==== Task inputs ====

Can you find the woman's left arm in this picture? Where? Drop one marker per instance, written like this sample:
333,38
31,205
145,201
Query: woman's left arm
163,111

====

## Exercise
Can you lay out the lines above as a numbered list, skipping any blank ones?

## The response
1. Can you find the woman's left arm in this picture? Where? Drop one marker per instance, written like this sample:
2. 333,38
3. 31,205
4. 145,201
5. Query: woman's left arm
6. 163,111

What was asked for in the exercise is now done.